Your assignment | Each line below that includes the word "well" is to be reported.

====================

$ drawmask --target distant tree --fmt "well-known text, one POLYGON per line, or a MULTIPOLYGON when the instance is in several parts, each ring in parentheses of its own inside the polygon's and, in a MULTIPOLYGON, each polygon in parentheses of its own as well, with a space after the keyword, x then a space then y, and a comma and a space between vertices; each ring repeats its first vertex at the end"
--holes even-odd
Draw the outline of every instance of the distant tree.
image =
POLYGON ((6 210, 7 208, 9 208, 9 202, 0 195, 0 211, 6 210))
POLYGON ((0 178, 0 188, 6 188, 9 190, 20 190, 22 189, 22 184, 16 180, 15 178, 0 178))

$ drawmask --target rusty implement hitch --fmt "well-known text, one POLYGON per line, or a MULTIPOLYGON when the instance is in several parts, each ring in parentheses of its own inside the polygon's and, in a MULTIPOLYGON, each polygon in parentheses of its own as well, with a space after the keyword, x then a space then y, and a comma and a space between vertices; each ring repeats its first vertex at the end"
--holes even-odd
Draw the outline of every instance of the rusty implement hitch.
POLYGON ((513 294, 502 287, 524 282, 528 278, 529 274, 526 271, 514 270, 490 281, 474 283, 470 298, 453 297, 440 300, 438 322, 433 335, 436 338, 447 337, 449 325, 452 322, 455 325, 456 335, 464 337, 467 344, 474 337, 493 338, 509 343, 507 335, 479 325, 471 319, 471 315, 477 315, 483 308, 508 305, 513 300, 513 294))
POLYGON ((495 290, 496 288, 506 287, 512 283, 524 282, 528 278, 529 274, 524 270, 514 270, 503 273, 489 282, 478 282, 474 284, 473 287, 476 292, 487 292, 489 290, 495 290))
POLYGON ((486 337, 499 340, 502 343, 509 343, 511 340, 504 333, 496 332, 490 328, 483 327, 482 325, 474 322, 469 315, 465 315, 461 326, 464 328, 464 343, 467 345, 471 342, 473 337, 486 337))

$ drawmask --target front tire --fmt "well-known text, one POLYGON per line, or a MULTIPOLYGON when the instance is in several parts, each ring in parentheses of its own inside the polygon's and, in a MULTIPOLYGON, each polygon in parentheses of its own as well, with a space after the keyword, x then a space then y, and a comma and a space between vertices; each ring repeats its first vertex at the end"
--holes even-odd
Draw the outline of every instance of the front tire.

====================

Problem solution |
$ drawmask --target distant tree --fmt "well-known text, one POLYGON per line, or a MULTIPOLYGON when the instance is in several parts, each ring in parentheses of its own inside the polygon's and, in a MULTIPOLYGON, each polygon in parentheses of its own as well, with a space after the keyword, x then a space then y, and a comma and a space between vertices; each ring repeats its first vertex at the end"
$ drawmask --target rusty implement hitch --fmt "well-known text, one POLYGON per line, or a MULTIPOLYGON when the instance is in several parts, each ring in parentheses of its own inside the polygon's and, in a MULTIPOLYGON, each polygon in parentheses of its own as well, with a space after the keyword, x then a space then y, and a comma and a space between vertices; each ring repeats its first vertex at the end"
$ drawmask --target front tire --fmt "well-known text, one POLYGON per line, or a MULTIPOLYGON when the instance is in several parts, each ring in parentheses of its own inside the polygon's and, in a MULTIPOLYGON, each polygon in parentheses of its own as well, with a space after the keyword, x then a space then y, and a comma and a space between vertices; each ring repeats its first vertex at the end"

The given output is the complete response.